SOURCE DOCUMENT |
The Chinese Communist Party gathered about 2,300 delegates in Beijing from Oct 18 to Oct 24 to consider the country's future and to affirm a new batch of political leaders. As China's global influence grows, these party congresses will increasingly impact not just financial outlooks but also longer-term geostrategic relations regionally and worldwide.
The 19th Party Congress, like those before it, marked a critical turning point for China's political cycle. Younger officials replaced up to half of the all-powerful Political Bureau and five out of the seven Politburo Standing Committee members. Most notably, the party elevated Chinese President Xi Jinping to a revered status on a par with Mao Zedong by enshrining his political "thought" into the party's Constitution.
So what does all of this mean for investors, and how will it impact markets? While not much will change in the near term, the regime's economic initiatives and reform objectives are set to provide considerable investment opportunities in the years to come. While state presence in the economy will likely be strengthened and not diminished, certain sectors and markets could win big from the country's political and economic ambitions.
'A NEW ERA OF SOCIALISM WITH CHINESE CHARACTERISTICS'
This leadership reshuffle has two important implications: First, Mr Xi has further consolidated power within the party; and second, the current policy direction of reform and rebalancing will broadly continue in the years ahead. Now that Mr Xi has tightened control over the levers of the country, his major theme for the next five years will likely emphasise "getting things done".
This is good news for investors because Mr Xi and his leadership team can now focus more on the economic agenda than on political manoeuvrings; the latter were distractions at times over the past half-decade. Mr Xi proclaimed that China has entered "a new era of socialism with Chinese characteristics" at the 19th Party Congress, ensuring that the country's economic direction will now be guided by this overriding policy framework.

BRIEF A |
Can you rename "pink leg" to "pink foot" in the rows from the line with "serac shown in the photo above." up to and including the last row, and give those lines back with nothing else changed?

Records from a point labeling set |
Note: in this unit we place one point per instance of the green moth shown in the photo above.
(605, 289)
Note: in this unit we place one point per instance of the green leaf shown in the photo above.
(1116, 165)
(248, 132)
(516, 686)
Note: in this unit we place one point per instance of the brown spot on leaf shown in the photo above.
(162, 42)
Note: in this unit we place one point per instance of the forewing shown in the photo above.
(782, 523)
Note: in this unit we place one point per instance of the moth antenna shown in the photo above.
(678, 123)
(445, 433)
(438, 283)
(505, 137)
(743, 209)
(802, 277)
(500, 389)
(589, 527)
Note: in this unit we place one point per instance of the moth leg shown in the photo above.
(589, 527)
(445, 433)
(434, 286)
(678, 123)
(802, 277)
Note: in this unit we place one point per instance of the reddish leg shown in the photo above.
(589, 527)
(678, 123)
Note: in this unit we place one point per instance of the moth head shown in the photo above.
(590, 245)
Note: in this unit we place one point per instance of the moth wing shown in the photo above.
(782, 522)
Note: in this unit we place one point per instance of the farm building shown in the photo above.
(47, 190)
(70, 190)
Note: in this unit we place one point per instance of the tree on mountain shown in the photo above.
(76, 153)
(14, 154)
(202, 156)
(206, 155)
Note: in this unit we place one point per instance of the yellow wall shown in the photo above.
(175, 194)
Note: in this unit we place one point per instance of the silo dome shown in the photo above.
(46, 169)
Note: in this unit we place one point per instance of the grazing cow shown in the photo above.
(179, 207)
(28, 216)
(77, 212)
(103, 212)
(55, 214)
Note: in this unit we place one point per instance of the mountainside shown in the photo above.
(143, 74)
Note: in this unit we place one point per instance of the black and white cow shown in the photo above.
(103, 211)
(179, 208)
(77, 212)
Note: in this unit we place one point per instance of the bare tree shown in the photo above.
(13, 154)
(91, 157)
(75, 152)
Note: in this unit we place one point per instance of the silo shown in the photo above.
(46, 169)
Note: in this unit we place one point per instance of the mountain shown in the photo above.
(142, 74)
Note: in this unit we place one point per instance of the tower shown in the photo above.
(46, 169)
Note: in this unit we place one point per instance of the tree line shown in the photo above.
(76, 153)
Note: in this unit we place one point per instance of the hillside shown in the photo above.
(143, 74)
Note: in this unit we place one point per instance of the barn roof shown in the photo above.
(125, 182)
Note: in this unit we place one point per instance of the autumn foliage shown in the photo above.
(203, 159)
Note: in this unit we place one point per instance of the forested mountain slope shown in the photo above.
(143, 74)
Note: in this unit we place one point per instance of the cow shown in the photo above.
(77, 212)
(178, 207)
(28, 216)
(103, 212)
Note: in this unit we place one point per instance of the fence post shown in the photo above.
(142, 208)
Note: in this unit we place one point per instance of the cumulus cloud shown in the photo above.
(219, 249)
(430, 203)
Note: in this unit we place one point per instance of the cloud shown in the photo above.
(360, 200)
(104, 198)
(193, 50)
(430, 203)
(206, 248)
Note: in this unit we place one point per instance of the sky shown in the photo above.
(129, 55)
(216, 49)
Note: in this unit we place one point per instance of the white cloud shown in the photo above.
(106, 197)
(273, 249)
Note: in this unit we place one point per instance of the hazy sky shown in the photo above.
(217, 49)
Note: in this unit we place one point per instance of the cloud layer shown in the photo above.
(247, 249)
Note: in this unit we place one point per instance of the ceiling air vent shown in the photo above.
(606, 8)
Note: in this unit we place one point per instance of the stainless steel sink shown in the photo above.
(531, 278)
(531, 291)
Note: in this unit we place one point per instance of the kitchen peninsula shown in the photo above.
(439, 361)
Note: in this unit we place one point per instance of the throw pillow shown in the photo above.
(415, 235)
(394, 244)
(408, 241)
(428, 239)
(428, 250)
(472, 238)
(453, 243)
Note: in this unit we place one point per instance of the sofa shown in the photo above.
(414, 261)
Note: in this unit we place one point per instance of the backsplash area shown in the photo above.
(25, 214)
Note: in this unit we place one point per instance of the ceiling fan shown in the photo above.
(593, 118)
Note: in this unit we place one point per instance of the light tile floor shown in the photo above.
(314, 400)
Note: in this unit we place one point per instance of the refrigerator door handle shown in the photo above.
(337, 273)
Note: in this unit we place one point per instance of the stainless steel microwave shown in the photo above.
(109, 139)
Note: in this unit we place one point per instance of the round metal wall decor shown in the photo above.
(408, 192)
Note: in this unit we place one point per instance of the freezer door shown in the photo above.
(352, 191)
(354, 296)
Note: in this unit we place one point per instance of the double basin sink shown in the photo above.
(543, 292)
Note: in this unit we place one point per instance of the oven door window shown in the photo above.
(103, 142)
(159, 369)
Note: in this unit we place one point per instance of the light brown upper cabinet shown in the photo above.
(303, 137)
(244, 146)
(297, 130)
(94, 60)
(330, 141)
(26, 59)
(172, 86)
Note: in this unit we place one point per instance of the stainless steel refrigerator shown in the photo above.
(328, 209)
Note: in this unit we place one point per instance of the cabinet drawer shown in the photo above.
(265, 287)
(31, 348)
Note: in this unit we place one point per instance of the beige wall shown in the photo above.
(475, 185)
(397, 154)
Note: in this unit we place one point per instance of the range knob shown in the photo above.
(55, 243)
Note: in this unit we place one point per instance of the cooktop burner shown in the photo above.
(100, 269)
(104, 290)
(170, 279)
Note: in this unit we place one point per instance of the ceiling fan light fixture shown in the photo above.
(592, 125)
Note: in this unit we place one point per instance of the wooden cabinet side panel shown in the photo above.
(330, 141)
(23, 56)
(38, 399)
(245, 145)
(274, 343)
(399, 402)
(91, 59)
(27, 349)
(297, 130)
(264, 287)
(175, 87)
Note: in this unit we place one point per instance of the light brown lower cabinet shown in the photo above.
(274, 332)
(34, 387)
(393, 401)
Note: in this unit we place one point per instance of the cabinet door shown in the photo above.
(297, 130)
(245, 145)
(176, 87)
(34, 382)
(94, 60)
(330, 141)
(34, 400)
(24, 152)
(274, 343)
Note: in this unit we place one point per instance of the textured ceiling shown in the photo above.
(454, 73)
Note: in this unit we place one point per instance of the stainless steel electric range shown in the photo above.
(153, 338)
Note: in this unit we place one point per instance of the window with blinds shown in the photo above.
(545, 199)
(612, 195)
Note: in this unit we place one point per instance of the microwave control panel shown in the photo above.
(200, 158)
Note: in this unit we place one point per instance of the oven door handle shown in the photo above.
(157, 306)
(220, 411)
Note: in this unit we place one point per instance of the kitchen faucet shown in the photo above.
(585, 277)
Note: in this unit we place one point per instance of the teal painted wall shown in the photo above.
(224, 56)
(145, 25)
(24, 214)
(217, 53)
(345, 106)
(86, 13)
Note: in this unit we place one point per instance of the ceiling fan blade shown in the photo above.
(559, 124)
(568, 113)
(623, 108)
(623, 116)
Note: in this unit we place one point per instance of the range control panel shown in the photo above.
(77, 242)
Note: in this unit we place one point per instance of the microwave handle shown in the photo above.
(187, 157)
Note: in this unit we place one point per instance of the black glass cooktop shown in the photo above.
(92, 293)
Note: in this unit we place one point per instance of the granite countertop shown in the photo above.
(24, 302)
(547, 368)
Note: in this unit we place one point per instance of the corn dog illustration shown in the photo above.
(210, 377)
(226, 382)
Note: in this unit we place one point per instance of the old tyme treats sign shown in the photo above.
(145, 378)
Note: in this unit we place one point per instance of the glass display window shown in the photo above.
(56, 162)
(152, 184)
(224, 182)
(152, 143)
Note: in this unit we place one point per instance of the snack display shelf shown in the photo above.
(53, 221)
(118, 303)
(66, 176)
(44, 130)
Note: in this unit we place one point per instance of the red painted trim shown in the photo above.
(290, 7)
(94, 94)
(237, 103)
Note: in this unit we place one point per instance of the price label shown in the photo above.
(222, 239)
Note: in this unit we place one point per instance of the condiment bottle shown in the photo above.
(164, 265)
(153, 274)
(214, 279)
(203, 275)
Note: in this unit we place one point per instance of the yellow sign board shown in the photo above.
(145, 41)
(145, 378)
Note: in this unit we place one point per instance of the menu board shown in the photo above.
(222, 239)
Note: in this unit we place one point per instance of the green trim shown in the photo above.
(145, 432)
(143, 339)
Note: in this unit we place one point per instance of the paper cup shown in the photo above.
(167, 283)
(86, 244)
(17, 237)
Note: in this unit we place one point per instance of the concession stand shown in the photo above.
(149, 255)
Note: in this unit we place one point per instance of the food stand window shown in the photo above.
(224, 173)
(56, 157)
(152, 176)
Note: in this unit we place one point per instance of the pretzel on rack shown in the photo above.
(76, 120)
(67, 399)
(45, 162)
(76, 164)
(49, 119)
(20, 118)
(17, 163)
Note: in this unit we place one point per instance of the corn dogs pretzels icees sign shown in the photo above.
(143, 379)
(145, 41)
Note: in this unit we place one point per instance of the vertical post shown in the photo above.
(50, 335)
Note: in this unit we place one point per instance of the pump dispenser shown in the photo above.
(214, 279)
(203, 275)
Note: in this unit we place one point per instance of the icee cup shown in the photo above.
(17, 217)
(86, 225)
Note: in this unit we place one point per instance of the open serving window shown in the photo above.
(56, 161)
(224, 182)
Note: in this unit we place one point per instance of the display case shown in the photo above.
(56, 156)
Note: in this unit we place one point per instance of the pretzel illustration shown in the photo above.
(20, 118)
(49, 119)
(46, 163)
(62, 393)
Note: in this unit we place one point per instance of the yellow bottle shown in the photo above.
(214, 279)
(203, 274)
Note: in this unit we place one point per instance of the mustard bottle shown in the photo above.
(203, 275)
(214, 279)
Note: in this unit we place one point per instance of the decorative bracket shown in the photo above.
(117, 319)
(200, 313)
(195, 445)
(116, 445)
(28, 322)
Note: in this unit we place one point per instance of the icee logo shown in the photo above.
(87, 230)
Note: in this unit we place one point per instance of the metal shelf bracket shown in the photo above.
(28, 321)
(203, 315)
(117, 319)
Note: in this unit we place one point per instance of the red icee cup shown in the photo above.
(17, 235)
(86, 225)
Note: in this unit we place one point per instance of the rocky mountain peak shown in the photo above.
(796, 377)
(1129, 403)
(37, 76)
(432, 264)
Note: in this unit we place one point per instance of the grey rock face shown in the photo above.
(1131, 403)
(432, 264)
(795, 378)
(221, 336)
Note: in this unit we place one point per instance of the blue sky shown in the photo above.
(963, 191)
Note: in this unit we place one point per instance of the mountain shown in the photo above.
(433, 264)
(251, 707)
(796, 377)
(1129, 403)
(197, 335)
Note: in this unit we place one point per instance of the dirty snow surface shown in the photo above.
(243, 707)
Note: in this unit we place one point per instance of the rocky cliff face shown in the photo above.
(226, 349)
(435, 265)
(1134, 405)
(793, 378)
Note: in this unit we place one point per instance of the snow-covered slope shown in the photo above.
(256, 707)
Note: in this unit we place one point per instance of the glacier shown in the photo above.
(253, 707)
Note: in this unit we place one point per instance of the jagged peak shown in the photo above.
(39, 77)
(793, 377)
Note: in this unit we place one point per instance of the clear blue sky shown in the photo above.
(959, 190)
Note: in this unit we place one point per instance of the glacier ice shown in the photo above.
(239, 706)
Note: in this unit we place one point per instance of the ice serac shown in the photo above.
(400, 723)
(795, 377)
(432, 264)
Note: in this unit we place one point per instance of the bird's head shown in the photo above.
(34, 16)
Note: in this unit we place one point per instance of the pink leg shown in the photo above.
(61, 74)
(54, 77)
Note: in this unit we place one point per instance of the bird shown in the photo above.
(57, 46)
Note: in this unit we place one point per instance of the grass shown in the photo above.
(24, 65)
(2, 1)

BRIEF B |
Can you restate the article on China's 19th Party Congress word for word, in full?

CORRECT ANSWER A |
Note: in this unit we place one point per instance of the ice serac shown in the photo above.
(400, 723)
(795, 377)
(432, 264)
Note: in this unit we place one point per instance of the bird's head shown in the photo above.
(34, 16)
Note: in this unit we place one point per instance of the pink foot shown in the photo above.
(61, 74)
(54, 77)
Note: in this unit we place one point per instance of the bird shown in the photo above.
(57, 46)
Note: in this unit we place one point per instance of the grass shown in the photo above.
(24, 65)
(2, 1)

CORRECT ANSWER B |
The Chinese Communist Party gathered about 2,300 delegates in Beijing from Oct 18 to Oct 24 to consider the country's future and to affirm a new batch of political leaders. As China's global influence grows, these party congresses will increasingly impact not just financial outlooks but also longer-term geostrategic relations regionally and worldwide.
The 19th Party Congress, like those before it, marked a critical turning point for China's political cycle. Younger officials replaced up to half of the all-powerful Political Bureau and five out of the seven Politburo Standing Committee members. Most notably, the party elevated Chinese President Xi Jinping to a revered status on a par with Mao Zedong by enshrining his political "thought" into the party's Constitution.
So what does all of this mean for investors, and how will it impact markets? While not much will change in the near term, the regime's economic initiatives and reform objectives are set to provide considerable investment opportunities in the years to come. While state presence in the economy will likely be strengthened and not diminished, certain sectors and markets could win big from the country's political and economic ambitions.
'A NEW ERA OF SOCIALISM WITH CHINESE CHARACTERISTICS'
This leadership reshuffle has two important implications: First, Mr Xi has further consolidated power within the party; and second, the current policy direction of reform and rebalancing will broadly continue in the years ahead. Now that Mr Xi has tightened control over the levers of the country, his major theme for the next five years will likely emphasise "getting things done".
This is good news for investors because Mr Xi and his leadership team can now focus more on the economic agenda than on political manoeuvrings; the latter were distractions at times over the past half-decade. Mr Xi proclaimed that China has entered "a new era of socialism with Chinese characteristics" at the 19th Party Congress, ensuring that the country's economic direction will now be guided by this overriding policy framework.